** DATA EXTRACT **
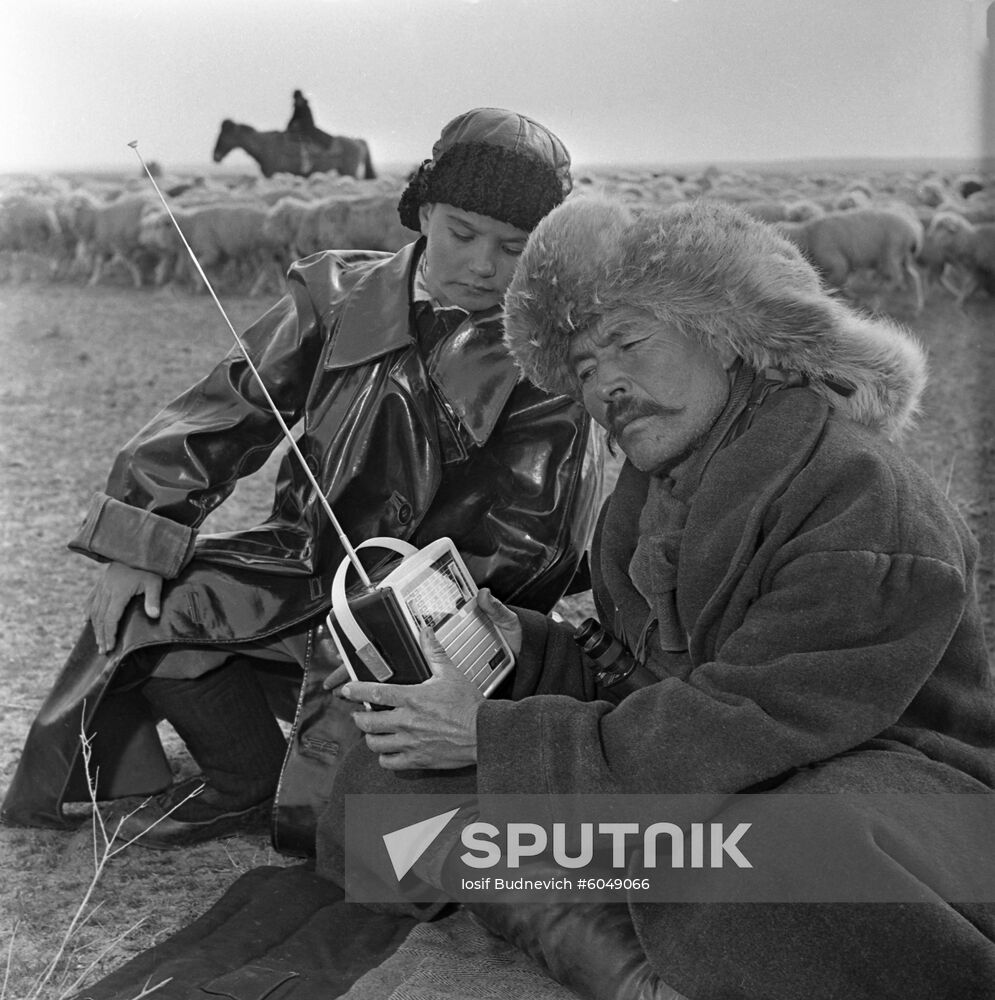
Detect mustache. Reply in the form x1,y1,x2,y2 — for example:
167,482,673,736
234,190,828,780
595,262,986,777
605,396,677,437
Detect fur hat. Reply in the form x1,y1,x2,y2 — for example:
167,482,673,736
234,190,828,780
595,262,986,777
505,197,926,436
397,108,572,232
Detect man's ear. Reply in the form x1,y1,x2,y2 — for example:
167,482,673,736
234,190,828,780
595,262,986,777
418,202,433,236
718,344,739,371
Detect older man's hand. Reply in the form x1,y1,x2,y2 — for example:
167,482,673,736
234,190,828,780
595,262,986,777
341,628,484,771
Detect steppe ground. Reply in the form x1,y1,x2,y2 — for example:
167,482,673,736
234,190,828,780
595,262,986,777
0,254,995,1000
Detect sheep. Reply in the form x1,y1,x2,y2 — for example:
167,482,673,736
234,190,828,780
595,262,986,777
0,194,62,278
775,207,923,314
921,212,995,309
78,194,158,288
140,203,275,294
263,195,314,264
297,194,417,255
739,198,826,222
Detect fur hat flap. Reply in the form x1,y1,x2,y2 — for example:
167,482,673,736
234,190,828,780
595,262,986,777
505,197,926,437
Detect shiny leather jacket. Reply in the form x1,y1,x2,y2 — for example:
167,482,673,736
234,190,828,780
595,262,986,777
71,237,597,645
0,244,601,826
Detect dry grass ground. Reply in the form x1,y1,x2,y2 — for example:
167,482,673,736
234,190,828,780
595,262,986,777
0,270,995,1000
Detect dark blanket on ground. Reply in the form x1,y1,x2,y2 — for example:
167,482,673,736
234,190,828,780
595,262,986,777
77,865,417,1000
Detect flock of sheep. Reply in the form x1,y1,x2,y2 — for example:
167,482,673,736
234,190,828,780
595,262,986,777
0,161,995,312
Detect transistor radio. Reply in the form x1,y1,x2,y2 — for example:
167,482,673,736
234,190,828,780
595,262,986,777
128,142,515,695
328,537,515,696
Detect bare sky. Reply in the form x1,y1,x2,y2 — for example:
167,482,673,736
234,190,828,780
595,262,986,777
0,0,988,171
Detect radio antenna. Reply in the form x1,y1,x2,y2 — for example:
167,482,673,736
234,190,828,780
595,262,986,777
128,139,373,590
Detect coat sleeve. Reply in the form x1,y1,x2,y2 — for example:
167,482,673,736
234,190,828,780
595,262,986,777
478,550,967,794
69,267,323,579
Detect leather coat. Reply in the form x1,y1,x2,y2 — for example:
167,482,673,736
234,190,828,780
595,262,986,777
2,243,597,825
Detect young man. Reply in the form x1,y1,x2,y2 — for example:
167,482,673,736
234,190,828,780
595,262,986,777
2,108,595,847
334,199,995,1000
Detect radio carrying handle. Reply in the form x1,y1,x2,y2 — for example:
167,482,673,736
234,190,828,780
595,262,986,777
332,535,418,668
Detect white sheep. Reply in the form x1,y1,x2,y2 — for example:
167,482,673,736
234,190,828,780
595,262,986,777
775,206,923,313
263,195,314,265
739,198,826,222
921,211,995,308
77,194,160,288
297,194,418,255
141,203,276,294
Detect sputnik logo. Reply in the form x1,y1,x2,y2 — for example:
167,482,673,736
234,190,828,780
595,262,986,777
383,808,459,882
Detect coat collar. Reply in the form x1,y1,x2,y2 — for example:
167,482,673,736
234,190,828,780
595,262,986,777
326,240,519,445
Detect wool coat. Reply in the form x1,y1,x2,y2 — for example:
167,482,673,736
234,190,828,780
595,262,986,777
477,380,995,1000
2,241,598,825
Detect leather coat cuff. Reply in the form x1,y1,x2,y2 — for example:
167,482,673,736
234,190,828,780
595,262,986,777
69,493,196,580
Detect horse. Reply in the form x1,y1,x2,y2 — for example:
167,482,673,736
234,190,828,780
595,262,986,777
214,118,376,179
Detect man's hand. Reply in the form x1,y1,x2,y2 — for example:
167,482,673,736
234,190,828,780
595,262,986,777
342,624,484,771
477,587,522,659
86,562,162,653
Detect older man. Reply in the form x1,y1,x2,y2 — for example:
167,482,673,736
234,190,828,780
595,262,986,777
332,199,995,1000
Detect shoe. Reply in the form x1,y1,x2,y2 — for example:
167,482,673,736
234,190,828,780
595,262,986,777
105,778,273,851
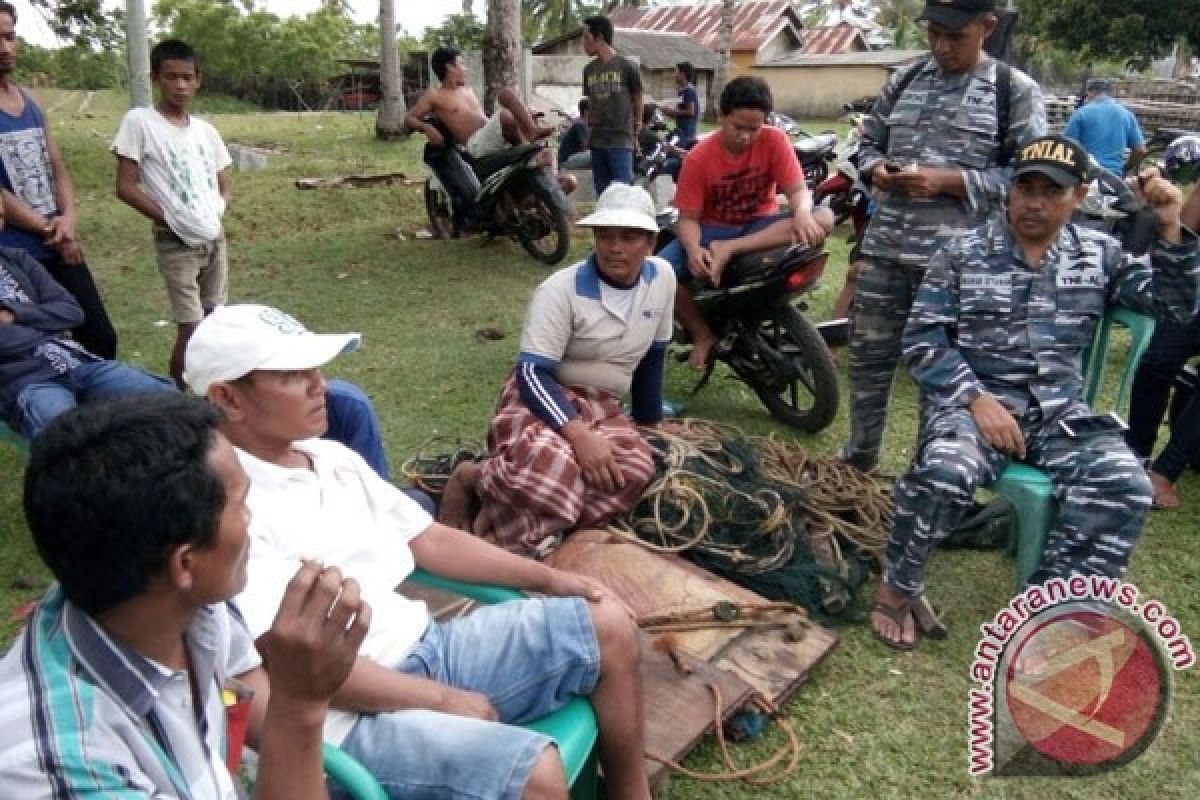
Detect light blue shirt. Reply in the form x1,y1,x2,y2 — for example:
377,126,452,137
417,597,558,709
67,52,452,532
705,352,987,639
1064,95,1146,175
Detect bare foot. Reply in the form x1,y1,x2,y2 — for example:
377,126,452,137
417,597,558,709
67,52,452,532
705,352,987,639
688,333,716,369
871,583,917,650
438,462,484,531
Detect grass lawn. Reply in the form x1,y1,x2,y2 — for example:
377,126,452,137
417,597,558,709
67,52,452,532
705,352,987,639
0,91,1200,800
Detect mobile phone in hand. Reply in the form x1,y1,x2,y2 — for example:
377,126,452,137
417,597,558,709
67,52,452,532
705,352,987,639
1058,411,1129,439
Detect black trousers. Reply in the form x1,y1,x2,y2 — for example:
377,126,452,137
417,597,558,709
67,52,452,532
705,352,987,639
37,251,116,360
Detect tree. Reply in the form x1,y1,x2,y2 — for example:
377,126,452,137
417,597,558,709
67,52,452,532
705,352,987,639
376,0,406,139
484,0,522,109
1018,0,1200,67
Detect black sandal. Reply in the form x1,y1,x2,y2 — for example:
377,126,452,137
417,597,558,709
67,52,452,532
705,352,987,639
910,593,949,640
868,600,917,651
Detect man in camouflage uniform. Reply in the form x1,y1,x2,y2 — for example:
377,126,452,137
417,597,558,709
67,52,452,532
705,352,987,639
871,136,1200,649
842,0,1045,469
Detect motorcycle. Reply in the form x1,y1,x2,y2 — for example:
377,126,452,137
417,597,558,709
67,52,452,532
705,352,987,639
424,119,571,264
658,209,838,433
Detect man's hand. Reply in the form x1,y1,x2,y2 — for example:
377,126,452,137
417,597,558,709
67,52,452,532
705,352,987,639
970,395,1025,458
792,211,826,246
563,420,625,492
258,561,371,716
892,167,962,198
1138,169,1183,245
430,685,499,722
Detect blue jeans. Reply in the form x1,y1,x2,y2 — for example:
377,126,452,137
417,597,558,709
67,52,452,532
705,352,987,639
334,597,600,800
1126,315,1200,483
656,213,791,283
17,361,178,441
592,148,634,197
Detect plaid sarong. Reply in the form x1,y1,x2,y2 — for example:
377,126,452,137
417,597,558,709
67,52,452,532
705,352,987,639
476,375,654,558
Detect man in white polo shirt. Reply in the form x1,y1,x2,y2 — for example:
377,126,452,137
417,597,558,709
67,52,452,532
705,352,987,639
442,184,676,557
185,306,649,800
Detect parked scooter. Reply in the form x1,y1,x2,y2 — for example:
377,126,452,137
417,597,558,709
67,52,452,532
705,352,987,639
656,209,838,433
424,118,571,264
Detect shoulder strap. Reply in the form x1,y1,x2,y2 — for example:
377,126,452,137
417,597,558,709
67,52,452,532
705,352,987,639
996,61,1013,167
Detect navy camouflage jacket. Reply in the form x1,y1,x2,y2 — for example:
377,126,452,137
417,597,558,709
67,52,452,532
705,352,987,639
904,212,1200,420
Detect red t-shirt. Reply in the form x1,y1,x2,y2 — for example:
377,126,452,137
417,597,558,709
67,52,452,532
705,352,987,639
674,125,804,225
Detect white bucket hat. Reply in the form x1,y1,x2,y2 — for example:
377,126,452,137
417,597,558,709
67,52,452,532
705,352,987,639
184,305,362,396
575,184,659,233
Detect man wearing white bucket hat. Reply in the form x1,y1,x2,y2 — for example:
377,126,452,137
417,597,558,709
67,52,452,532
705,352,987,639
443,184,676,555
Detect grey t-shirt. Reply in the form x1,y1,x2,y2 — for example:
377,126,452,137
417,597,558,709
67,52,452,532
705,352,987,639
583,55,642,150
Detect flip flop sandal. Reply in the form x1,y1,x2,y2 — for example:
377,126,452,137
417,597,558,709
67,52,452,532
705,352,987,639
868,601,917,651
910,593,949,639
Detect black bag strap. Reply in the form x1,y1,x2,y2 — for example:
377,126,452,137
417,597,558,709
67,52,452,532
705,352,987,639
892,56,1013,167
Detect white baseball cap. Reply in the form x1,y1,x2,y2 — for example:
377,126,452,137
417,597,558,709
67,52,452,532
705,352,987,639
184,305,362,396
575,184,659,233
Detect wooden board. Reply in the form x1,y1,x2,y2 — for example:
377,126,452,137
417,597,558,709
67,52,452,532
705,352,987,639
547,530,838,704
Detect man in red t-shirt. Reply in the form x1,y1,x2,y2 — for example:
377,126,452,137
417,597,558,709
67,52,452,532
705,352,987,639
659,76,834,368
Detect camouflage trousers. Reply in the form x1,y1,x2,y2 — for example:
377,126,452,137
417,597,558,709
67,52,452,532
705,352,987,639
841,258,924,468
884,403,1153,596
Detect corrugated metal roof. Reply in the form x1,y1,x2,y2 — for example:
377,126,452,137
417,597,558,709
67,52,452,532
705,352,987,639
800,23,870,55
604,30,720,70
757,50,929,67
608,0,804,52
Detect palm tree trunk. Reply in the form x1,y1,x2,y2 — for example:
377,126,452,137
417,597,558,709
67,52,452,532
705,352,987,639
376,0,407,139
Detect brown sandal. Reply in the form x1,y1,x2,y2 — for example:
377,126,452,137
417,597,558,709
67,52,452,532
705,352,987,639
868,600,917,651
911,593,949,640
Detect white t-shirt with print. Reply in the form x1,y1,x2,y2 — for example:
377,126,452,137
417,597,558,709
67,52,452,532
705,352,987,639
236,439,433,745
113,108,232,247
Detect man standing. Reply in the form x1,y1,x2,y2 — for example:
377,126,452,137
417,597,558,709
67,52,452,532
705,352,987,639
661,61,700,148
871,136,1200,650
113,38,233,389
583,17,642,197
842,0,1045,469
1063,78,1146,175
0,2,116,359
0,391,371,800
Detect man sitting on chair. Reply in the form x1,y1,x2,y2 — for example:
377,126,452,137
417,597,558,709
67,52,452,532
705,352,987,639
185,306,649,800
871,136,1200,649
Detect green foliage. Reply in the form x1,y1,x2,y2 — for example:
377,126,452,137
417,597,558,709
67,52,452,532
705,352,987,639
1018,0,1200,67
421,14,484,52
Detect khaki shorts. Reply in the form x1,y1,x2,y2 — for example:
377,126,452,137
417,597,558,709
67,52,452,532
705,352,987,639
467,112,509,158
154,228,229,325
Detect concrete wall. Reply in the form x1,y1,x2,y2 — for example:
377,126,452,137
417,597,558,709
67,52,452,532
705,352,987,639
754,65,890,118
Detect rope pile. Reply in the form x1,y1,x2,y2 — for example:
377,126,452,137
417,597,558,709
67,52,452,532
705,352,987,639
608,420,892,621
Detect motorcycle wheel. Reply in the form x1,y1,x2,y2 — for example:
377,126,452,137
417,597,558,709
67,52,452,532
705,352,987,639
751,305,838,433
425,180,456,239
516,184,571,265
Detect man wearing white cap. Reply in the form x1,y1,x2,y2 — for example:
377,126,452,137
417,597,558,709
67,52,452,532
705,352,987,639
184,306,649,800
443,184,676,555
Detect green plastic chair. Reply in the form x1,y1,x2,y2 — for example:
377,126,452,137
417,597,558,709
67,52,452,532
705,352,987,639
991,307,1154,591
409,569,599,800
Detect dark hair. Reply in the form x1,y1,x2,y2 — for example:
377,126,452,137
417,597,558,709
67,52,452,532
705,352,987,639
583,17,612,44
720,76,775,116
150,38,200,74
430,47,462,80
25,392,226,614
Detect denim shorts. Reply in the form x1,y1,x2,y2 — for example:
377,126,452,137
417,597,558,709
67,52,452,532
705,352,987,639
334,597,600,800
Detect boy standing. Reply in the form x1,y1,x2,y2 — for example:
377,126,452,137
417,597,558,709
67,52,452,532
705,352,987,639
113,40,230,387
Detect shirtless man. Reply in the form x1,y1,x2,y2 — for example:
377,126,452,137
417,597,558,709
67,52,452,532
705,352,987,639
404,47,553,158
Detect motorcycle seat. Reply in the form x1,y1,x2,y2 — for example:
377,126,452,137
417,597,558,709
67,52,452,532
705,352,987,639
794,133,838,158
721,245,822,287
470,142,541,180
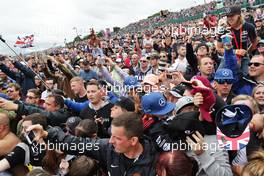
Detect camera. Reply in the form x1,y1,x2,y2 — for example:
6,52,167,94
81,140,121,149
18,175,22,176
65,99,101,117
24,131,36,144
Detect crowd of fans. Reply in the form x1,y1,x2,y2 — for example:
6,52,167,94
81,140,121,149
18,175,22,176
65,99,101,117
0,2,264,176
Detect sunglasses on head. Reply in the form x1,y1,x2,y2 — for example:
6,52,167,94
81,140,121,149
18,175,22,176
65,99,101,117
215,79,233,84
248,62,264,67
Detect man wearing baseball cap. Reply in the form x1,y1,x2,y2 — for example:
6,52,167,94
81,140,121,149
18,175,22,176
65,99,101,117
141,92,175,151
214,68,235,104
257,39,264,56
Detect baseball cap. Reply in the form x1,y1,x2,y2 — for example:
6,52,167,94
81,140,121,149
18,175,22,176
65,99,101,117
115,96,135,112
124,76,141,89
224,5,241,16
216,105,253,150
142,74,159,86
174,96,194,114
165,111,205,140
214,68,234,80
141,92,175,115
170,85,185,98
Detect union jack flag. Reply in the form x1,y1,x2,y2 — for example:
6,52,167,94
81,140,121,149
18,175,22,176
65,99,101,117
217,126,250,150
14,34,34,48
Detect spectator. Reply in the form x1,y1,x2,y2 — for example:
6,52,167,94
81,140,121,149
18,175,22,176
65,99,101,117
0,113,19,158
241,151,264,176
156,150,198,176
25,89,44,107
41,78,55,101
70,77,88,102
77,81,113,137
214,68,235,104
252,84,264,113
111,97,135,118
218,6,257,75
0,61,35,96
170,43,188,74
79,61,98,81
7,83,21,101
0,113,47,172
1,94,70,126
75,119,98,139
28,113,157,175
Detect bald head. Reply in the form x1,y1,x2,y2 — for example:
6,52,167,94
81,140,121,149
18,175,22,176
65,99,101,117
0,113,9,125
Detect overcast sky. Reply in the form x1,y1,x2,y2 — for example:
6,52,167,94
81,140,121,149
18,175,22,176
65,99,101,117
0,0,208,54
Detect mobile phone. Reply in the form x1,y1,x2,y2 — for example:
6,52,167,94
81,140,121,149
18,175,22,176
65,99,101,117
98,56,105,65
167,74,172,79
24,131,36,144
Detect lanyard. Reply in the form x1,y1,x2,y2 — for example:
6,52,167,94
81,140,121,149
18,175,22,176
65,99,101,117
232,26,243,49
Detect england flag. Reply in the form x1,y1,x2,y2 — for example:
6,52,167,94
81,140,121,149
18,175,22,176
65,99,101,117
14,34,34,48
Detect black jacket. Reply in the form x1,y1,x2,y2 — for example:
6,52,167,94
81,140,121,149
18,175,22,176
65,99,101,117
0,61,36,97
47,127,157,176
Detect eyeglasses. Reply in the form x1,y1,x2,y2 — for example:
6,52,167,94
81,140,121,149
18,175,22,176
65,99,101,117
248,62,264,67
215,79,233,84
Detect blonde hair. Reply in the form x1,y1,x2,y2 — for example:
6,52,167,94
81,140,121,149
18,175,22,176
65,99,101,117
231,95,259,114
242,151,264,176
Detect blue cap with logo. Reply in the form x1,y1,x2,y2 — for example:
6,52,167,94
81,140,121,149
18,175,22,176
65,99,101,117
214,68,234,80
141,92,175,115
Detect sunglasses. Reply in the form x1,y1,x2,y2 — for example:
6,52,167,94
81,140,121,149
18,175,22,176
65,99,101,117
215,79,233,84
248,62,264,67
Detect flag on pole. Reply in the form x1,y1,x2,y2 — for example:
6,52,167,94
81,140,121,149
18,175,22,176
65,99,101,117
14,34,34,48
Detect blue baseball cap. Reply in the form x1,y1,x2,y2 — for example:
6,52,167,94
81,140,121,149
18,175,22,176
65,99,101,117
216,104,253,138
124,76,141,88
216,104,253,150
214,68,234,80
141,92,175,115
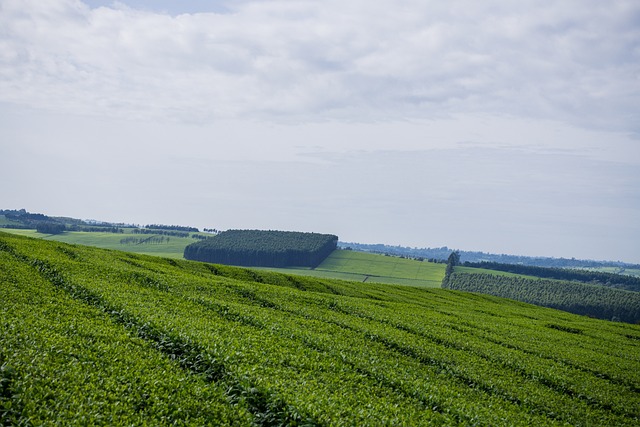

** REQUEST **
Count the lines in the records above that contain the string "sandal", treating uppercase and lowercase letters as distinct, and give only the number.

** RESULT OF THE EXERCISE **
3